-- Dataset records --
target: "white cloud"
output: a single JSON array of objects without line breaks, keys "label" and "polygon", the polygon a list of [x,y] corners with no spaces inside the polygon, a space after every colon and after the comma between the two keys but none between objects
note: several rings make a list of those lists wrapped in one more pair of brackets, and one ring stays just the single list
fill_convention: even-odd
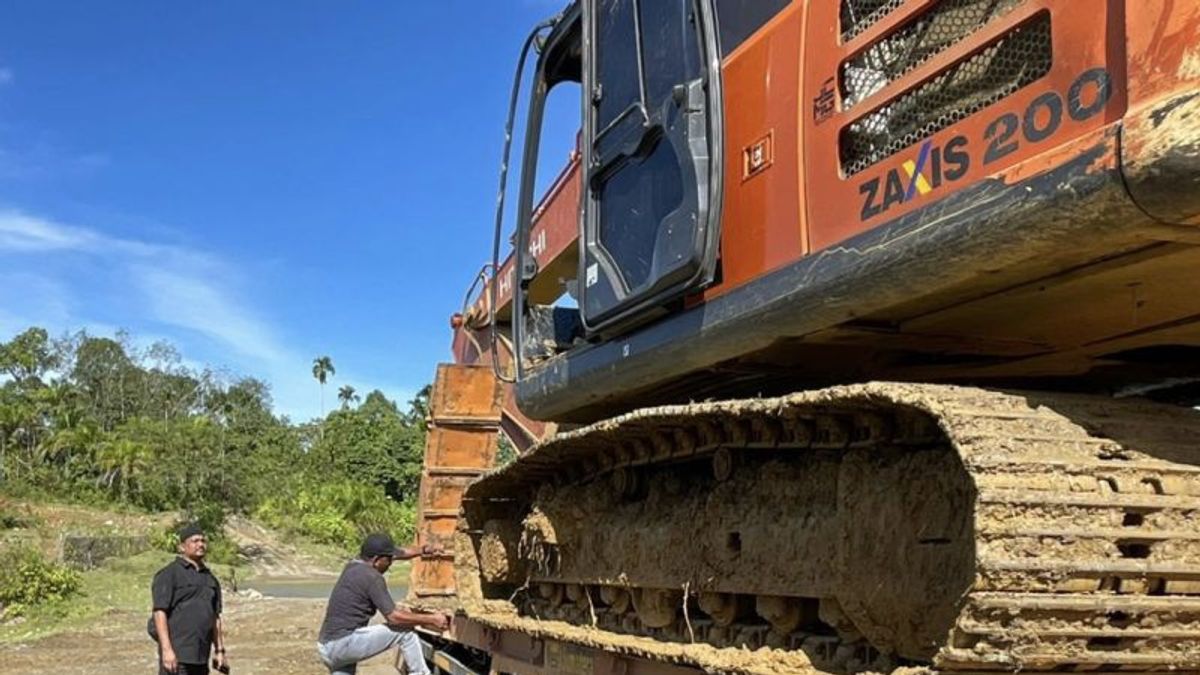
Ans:
[{"label": "white cloud", "polygon": [[0,211],[0,251],[82,250],[97,244],[86,230],[66,227],[19,211]]},{"label": "white cloud", "polygon": [[0,67],[0,86],[12,84],[14,77],[12,68]]},{"label": "white cloud", "polygon": [[19,211],[0,211],[0,253],[77,253],[133,282],[148,318],[205,335],[238,353],[270,360],[280,349],[267,326],[241,307],[222,280],[236,274],[181,246],[113,237]]},{"label": "white cloud", "polygon": [[265,362],[284,355],[270,328],[217,283],[195,271],[149,264],[132,269],[135,283],[159,321],[207,336],[234,351]]},{"label": "white cloud", "polygon": [[[9,262],[36,272],[6,269]],[[218,370],[264,380],[282,414],[295,420],[316,416],[320,389],[312,358],[318,351],[335,356],[336,351],[309,354],[309,348],[287,343],[246,300],[243,278],[227,261],[194,248],[0,208],[0,288],[20,289],[22,296],[0,305],[0,339],[30,325],[55,333],[84,328],[95,335],[125,326],[143,346],[149,336],[166,339],[189,359],[198,356]],[[190,363],[195,367],[195,360]],[[345,384],[364,397],[379,389],[401,407],[415,394],[352,371],[339,370],[326,386],[326,411],[337,405],[337,389]]]},{"label": "white cloud", "polygon": [[[11,279],[5,287],[21,289],[21,295],[33,301],[11,299],[0,314],[0,327],[5,329],[15,331],[30,324],[60,330],[86,327],[97,322],[80,316],[76,306],[92,311],[98,306],[122,314],[119,322],[149,321],[150,330],[157,324],[175,342],[189,334],[199,336],[214,344],[225,361],[218,367],[233,363],[268,381],[298,358],[290,355],[267,321],[239,300],[237,270],[202,251],[114,237],[9,209],[0,210],[0,254],[52,256],[47,260],[60,263],[64,256],[73,255],[77,256],[74,269],[90,264],[100,275],[111,277],[76,278],[74,283],[52,280],[46,274]],[[80,296],[79,301],[73,294]],[[18,303],[21,311],[15,312],[12,308]],[[281,395],[279,400],[292,398]]]}]

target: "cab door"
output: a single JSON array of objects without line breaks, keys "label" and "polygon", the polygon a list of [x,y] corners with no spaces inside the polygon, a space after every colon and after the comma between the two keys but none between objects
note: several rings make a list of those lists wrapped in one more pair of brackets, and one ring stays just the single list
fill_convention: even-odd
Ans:
[{"label": "cab door", "polygon": [[712,281],[720,63],[709,0],[583,0],[580,309],[615,331]]}]

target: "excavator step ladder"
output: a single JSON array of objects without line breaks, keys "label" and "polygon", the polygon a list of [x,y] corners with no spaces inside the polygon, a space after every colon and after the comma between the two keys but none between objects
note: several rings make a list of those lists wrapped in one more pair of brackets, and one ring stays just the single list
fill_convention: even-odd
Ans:
[{"label": "excavator step ladder", "polygon": [[439,364],[430,393],[417,541],[443,553],[412,567],[410,596],[455,596],[453,536],[467,485],[496,463],[503,392],[490,365]]}]

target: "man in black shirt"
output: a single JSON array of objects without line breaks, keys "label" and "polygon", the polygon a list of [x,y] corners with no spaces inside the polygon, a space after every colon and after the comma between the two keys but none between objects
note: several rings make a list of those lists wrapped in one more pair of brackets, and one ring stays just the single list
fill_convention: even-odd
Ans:
[{"label": "man in black shirt", "polygon": [[[399,646],[408,675],[429,675],[429,666],[421,654],[421,643],[411,629],[418,626],[444,631],[450,617],[443,614],[419,614],[396,606],[388,593],[384,572],[392,560],[408,560],[436,553],[431,546],[396,548],[386,534],[372,534],[363,542],[359,558],[351,560],[338,577],[325,621],[317,638],[317,653],[333,675],[354,675],[359,661],[365,661],[392,647]],[[367,626],[379,612],[385,624]]]},{"label": "man in black shirt", "polygon": [[159,675],[208,673],[210,651],[228,672],[221,625],[221,584],[204,566],[208,540],[198,525],[179,532],[179,557],[154,575],[152,637],[158,641]]}]

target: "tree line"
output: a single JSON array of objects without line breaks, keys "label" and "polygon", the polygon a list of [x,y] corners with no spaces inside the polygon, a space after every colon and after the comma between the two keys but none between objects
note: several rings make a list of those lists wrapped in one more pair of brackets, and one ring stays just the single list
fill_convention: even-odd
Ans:
[{"label": "tree line", "polygon": [[[333,372],[314,360],[322,394]],[[169,343],[31,327],[0,343],[0,490],[209,522],[245,513],[344,545],[368,529],[409,539],[427,397],[401,410],[343,386],[338,409],[296,423],[266,383],[189,367]]]}]

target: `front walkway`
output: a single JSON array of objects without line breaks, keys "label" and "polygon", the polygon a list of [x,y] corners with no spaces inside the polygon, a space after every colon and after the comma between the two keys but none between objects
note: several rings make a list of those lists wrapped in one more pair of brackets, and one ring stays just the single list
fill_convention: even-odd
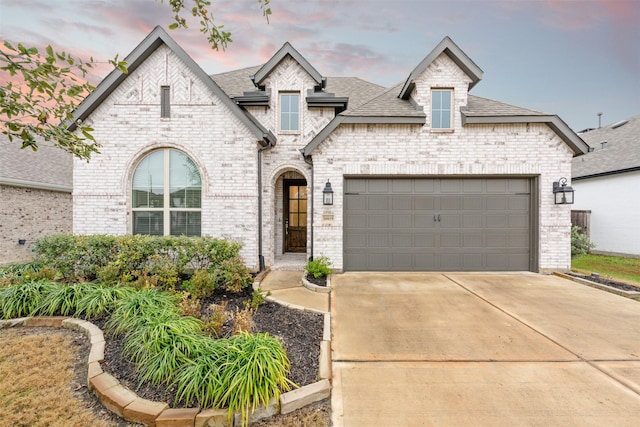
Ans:
[{"label": "front walkway", "polygon": [[313,292],[302,286],[302,270],[269,271],[260,288],[271,292],[271,298],[281,304],[318,312],[329,312],[329,294]]},{"label": "front walkway", "polygon": [[332,277],[335,427],[635,426],[640,303],[554,276]]}]

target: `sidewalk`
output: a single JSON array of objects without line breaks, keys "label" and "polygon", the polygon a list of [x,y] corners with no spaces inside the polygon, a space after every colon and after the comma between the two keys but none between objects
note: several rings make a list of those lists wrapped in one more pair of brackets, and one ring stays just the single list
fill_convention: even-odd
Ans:
[{"label": "sidewalk", "polygon": [[329,312],[329,294],[313,292],[302,286],[303,274],[302,271],[270,271],[260,282],[260,289],[271,292],[267,299],[277,303],[322,313]]}]

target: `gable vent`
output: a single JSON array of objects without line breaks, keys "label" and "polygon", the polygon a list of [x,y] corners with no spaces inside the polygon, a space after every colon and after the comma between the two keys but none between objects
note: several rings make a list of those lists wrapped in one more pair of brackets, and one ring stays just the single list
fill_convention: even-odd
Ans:
[{"label": "gable vent", "polygon": [[629,120],[619,121],[618,123],[612,124],[611,125],[611,129],[618,129],[619,127],[622,127],[622,126],[626,125],[627,123],[629,123]]},{"label": "gable vent", "polygon": [[607,148],[607,141],[602,141],[600,143],[600,148]]}]

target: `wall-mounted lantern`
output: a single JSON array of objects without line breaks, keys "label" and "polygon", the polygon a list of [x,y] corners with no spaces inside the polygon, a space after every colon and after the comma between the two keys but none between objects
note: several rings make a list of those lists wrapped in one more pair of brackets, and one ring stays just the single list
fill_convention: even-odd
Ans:
[{"label": "wall-mounted lantern", "polygon": [[27,239],[18,239],[19,245],[24,245],[25,243],[27,243]]},{"label": "wall-mounted lantern", "polygon": [[567,178],[560,178],[553,183],[553,197],[556,205],[573,204],[573,188],[567,185]]},{"label": "wall-mounted lantern", "polygon": [[322,190],[322,204],[333,205],[333,189],[331,188],[329,180],[327,180],[327,183],[324,185],[324,189]]}]

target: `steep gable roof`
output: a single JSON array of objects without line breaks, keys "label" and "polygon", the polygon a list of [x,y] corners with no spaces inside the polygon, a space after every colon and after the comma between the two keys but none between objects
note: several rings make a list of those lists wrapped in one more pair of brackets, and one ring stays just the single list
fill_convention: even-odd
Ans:
[{"label": "steep gable roof", "polygon": [[460,67],[460,69],[464,71],[467,76],[469,76],[469,78],[471,79],[469,89],[474,87],[476,83],[478,83],[482,79],[482,69],[480,69],[480,67],[478,67],[476,63],[473,62],[471,58],[469,58],[467,54],[464,53],[462,49],[460,49],[458,45],[453,42],[453,40],[451,40],[449,37],[445,37],[418,64],[418,66],[414,68],[413,71],[411,71],[411,74],[409,74],[409,77],[402,86],[400,95],[398,95],[399,98],[409,99],[409,95],[411,95],[411,91],[415,86],[415,79],[418,78],[418,76],[422,74],[424,70],[426,70],[427,67],[431,65],[431,63],[435,61],[435,59],[442,53],[445,53],[447,56],[449,56],[449,58],[451,58],[451,60],[455,62],[456,65]]},{"label": "steep gable roof", "polygon": [[[275,144],[275,136],[269,132],[264,126],[252,119],[248,113],[243,111],[236,103],[231,101],[226,93],[214,82],[207,73],[191,57],[178,45],[162,29],[157,26],[145,37],[145,39],[131,51],[131,53],[125,58],[127,62],[128,72],[135,71],[156,49],[165,44],[171,51],[173,51],[181,61],[183,61],[187,67],[196,75],[207,87],[218,97],[221,102],[231,110],[231,112],[240,119],[240,121],[251,131],[258,140],[263,141],[265,144]],[[98,106],[129,76],[124,74],[120,70],[113,70],[107,77],[100,82],[98,87],[87,96],[84,101],[74,111],[73,120],[66,123],[69,130],[73,131],[77,127],[78,120],[85,120]]]},{"label": "steep gable roof", "polygon": [[640,115],[580,136],[593,151],[573,159],[574,180],[640,171]]},{"label": "steep gable roof", "polygon": [[273,71],[274,68],[278,66],[278,64],[286,58],[286,56],[291,56],[300,66],[313,78],[317,85],[323,86],[324,78],[320,75],[318,70],[313,68],[313,66],[307,61],[304,56],[300,54],[291,43],[286,42],[282,47],[269,59],[253,76],[253,81],[257,86],[260,86],[264,79]]}]

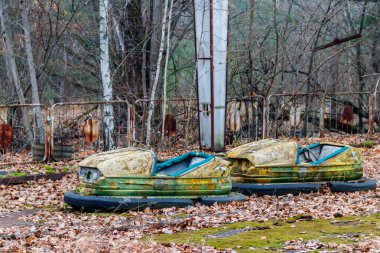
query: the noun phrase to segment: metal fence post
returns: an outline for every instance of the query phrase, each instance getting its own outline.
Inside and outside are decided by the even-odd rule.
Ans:
[[[136,132],[136,109],[135,105],[128,104],[128,146],[132,146],[132,143],[135,141],[135,132]]]
[[[267,98],[264,97],[264,106],[263,106],[263,139],[268,138],[269,129],[269,115],[270,115],[270,98],[272,95],[269,95]]]
[[[375,95],[371,94],[369,96],[369,116],[368,116],[368,134],[374,134],[375,132],[375,122],[374,122],[374,114],[375,114]]]
[[[320,109],[320,115],[319,115],[319,137],[323,138],[325,137],[325,112],[326,112],[326,104],[325,104],[325,96],[322,98],[321,102],[321,109]]]
[[[46,110],[45,115],[45,121],[44,121],[44,128],[45,128],[45,154],[43,161],[44,162],[50,162],[50,159],[54,155],[54,150],[52,147],[52,128],[51,128],[51,117],[50,117],[50,108]]]

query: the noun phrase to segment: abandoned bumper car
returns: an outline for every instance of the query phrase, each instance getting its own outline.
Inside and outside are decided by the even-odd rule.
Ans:
[[[227,161],[198,152],[162,163],[150,150],[104,152],[83,160],[79,176],[79,188],[64,196],[77,208],[126,211],[246,199],[231,193]]]
[[[233,191],[247,195],[316,192],[327,184],[332,191],[376,189],[363,177],[361,150],[348,145],[317,142],[302,148],[294,141],[262,140],[230,150]]]

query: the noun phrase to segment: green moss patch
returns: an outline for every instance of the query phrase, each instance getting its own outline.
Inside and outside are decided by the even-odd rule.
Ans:
[[[0,178],[24,177],[24,176],[28,176],[28,174],[25,172],[13,172],[13,173],[9,173],[9,174],[0,175]]]
[[[369,140],[369,141],[363,141],[361,143],[362,147],[363,148],[373,148],[373,146],[375,146],[375,142],[372,141],[372,140]]]
[[[320,240],[322,243],[348,244],[365,236],[380,236],[380,214],[362,217],[341,217],[335,220],[294,219],[289,221],[239,222],[217,228],[147,236],[146,240],[210,245],[218,249],[232,248],[239,252],[266,251],[284,247],[290,240]]]
[[[46,174],[55,174],[55,173],[57,173],[57,171],[53,167],[51,167],[49,165],[44,165],[44,169],[45,169],[45,173]]]

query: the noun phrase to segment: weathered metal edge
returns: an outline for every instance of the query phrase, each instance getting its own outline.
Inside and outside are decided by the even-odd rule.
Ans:
[[[36,181],[38,179],[47,179],[47,180],[60,180],[65,175],[69,174],[68,172],[64,173],[54,173],[54,174],[37,174],[30,176],[21,176],[21,177],[7,177],[0,179],[0,185],[15,185],[15,184],[23,184],[28,181]]]

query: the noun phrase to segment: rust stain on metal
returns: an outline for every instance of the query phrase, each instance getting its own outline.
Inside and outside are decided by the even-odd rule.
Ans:
[[[177,121],[173,114],[165,115],[165,136],[171,137],[176,134],[177,130]]]
[[[88,118],[83,126],[83,135],[87,143],[94,143],[99,139],[99,122],[96,119]]]
[[[228,128],[236,133],[237,131],[240,130],[241,128],[241,122],[242,122],[242,116],[241,116],[241,111],[242,111],[242,103],[241,101],[236,101],[236,99],[232,100],[232,105],[230,108],[227,106],[227,121],[228,121]],[[244,110],[246,108],[244,107]]]
[[[354,108],[351,105],[347,105],[343,108],[342,121],[344,124],[351,124],[354,119]]]
[[[5,150],[12,145],[13,129],[8,124],[0,124],[0,149]]]

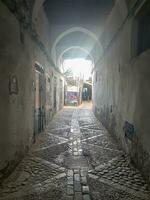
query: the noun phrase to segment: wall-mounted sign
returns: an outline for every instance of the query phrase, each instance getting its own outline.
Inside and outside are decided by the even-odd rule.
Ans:
[[[9,76],[9,93],[18,94],[18,80],[16,75]]]

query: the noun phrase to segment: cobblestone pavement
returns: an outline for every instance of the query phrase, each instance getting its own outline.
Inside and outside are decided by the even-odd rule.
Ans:
[[[92,111],[64,108],[15,171],[0,200],[149,200],[148,185]]]

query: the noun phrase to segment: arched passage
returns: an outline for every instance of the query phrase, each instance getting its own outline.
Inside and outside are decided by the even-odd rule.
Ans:
[[[0,199],[150,199],[150,1],[2,0],[0,13]],[[93,88],[97,119],[84,106],[49,123],[67,82],[51,50],[54,60],[77,61],[70,100],[80,103],[82,88],[90,100]],[[90,67],[93,58],[93,79],[81,75],[80,58]]]
[[[83,27],[73,27],[71,29],[68,29],[66,31],[64,31],[62,34],[60,34],[57,39],[55,40],[54,44],[52,45],[52,49],[51,49],[51,57],[54,61],[54,63],[56,63],[56,45],[57,43],[63,39],[63,37],[65,37],[66,35],[69,35],[73,32],[81,32],[83,34],[88,35],[90,38],[92,38],[95,41],[95,44],[97,44],[99,46],[99,51],[100,53],[102,52],[102,45],[100,43],[100,41],[98,40],[98,38],[95,36],[94,33],[92,33],[91,31],[89,31],[88,29],[85,29]],[[82,47],[81,47],[82,48]]]
[[[84,53],[86,53],[86,54],[91,58],[91,61],[92,61],[92,63],[94,64],[94,58],[93,58],[93,56],[92,56],[86,49],[84,49],[84,48],[82,48],[82,47],[80,47],[80,46],[72,46],[72,47],[69,47],[69,48],[67,48],[66,50],[64,50],[64,51],[59,55],[59,57],[58,57],[58,63],[60,63],[60,61],[61,61],[63,55],[64,55],[66,52],[68,52],[68,51],[70,51],[70,50],[72,50],[72,49],[80,49],[80,50],[82,50]]]

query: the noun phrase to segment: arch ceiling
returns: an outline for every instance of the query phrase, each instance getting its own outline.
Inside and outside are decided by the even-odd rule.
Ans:
[[[54,41],[51,50],[51,56],[55,59],[53,61],[57,63],[59,55],[65,51],[65,49],[72,46],[80,46],[82,49],[85,49],[91,54],[94,60],[97,60],[97,56],[102,53],[101,43],[91,31],[83,27],[73,27],[61,33]],[[95,48],[97,50],[97,55],[93,54]]]
[[[75,53],[76,53],[76,56],[74,56]],[[62,51],[58,57],[58,61],[60,61],[61,59],[64,60],[68,58],[79,57],[79,55],[81,55],[81,57],[85,59],[91,60],[92,63],[94,63],[93,56],[91,56],[91,54],[86,49],[80,46],[72,46]]]
[[[99,41],[101,28],[115,0],[38,0],[35,1],[32,20],[36,20],[43,6],[49,20],[51,57],[54,63],[64,56],[76,56],[79,51],[94,62],[102,53]],[[81,54],[82,54],[81,53]]]

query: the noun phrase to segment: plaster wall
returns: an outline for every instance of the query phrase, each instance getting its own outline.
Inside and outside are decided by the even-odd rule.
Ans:
[[[42,22],[41,22],[42,23]],[[45,120],[54,115],[53,75],[62,78],[36,41],[0,1],[0,178],[6,176],[29,150],[34,138],[35,62],[44,68]],[[45,36],[40,40],[45,43]],[[48,41],[47,41],[48,43]],[[13,80],[17,83],[13,83]],[[48,85],[49,84],[49,85]],[[59,87],[59,86],[58,86]],[[57,94],[58,95],[58,94]],[[49,99],[50,98],[50,99]],[[38,97],[36,105],[38,106]],[[59,101],[58,101],[59,103]],[[60,109],[61,107],[57,105]]]
[[[132,55],[134,16],[113,39],[126,16],[124,6],[123,0],[116,2],[104,29],[105,53],[93,73],[93,109],[150,181],[150,50]],[[134,126],[131,140],[125,136],[125,121]]]
[[[43,6],[41,6],[37,12],[37,17],[36,20],[34,21],[34,25],[36,27],[39,39],[42,40],[44,46],[46,47],[47,52],[50,54],[51,27],[44,12]]]

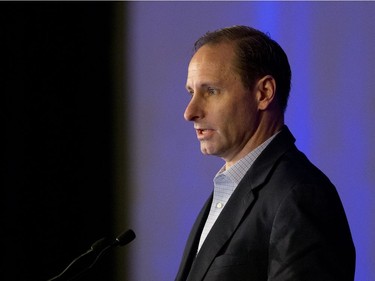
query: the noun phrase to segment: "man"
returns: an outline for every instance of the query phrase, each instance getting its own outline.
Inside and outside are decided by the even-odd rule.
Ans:
[[[335,187],[284,125],[282,48],[245,26],[195,43],[186,88],[203,154],[225,165],[192,228],[176,280],[353,280],[355,250]]]

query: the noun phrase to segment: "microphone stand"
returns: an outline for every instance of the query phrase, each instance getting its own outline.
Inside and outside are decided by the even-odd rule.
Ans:
[[[129,229],[118,236],[112,243],[105,238],[96,241],[91,248],[82,255],[75,258],[59,275],[48,279],[48,281],[70,281],[82,276],[91,269],[104,253],[116,246],[124,246],[135,238],[133,230]]]

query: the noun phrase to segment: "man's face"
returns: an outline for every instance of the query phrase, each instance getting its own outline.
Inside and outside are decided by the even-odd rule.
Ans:
[[[258,123],[256,93],[244,87],[234,59],[229,44],[204,45],[190,61],[186,82],[191,101],[184,117],[194,123],[202,153],[227,163],[248,153]]]

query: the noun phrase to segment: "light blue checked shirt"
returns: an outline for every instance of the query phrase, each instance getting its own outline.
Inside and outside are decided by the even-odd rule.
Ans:
[[[246,172],[253,165],[257,157],[262,153],[262,151],[267,147],[267,145],[273,140],[277,134],[267,139],[245,157],[240,159],[237,163],[231,166],[228,170],[225,169],[225,165],[216,174],[214,182],[214,196],[211,204],[210,213],[208,214],[206,224],[203,228],[198,252],[206,239],[208,233],[210,232],[212,226],[214,225],[216,219],[219,217],[221,211],[228,202],[233,191],[236,189],[242,178],[245,176]]]

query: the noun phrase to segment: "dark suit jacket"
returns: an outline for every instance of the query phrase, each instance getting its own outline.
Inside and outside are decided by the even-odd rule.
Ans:
[[[355,249],[336,189],[294,142],[284,126],[196,256],[211,195],[192,228],[176,281],[354,280]]]

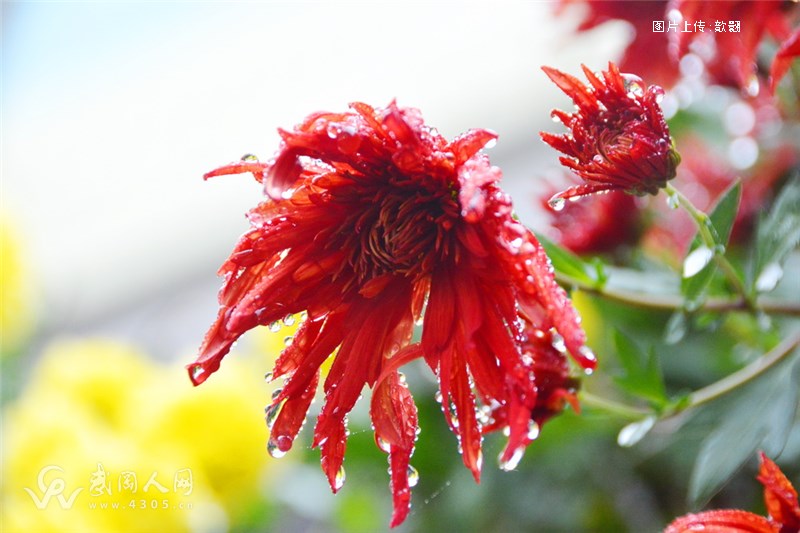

-- What you have to do --
Looking only at the listing, say how many lines include "target"; reply with the number alone.

-- Response below --
10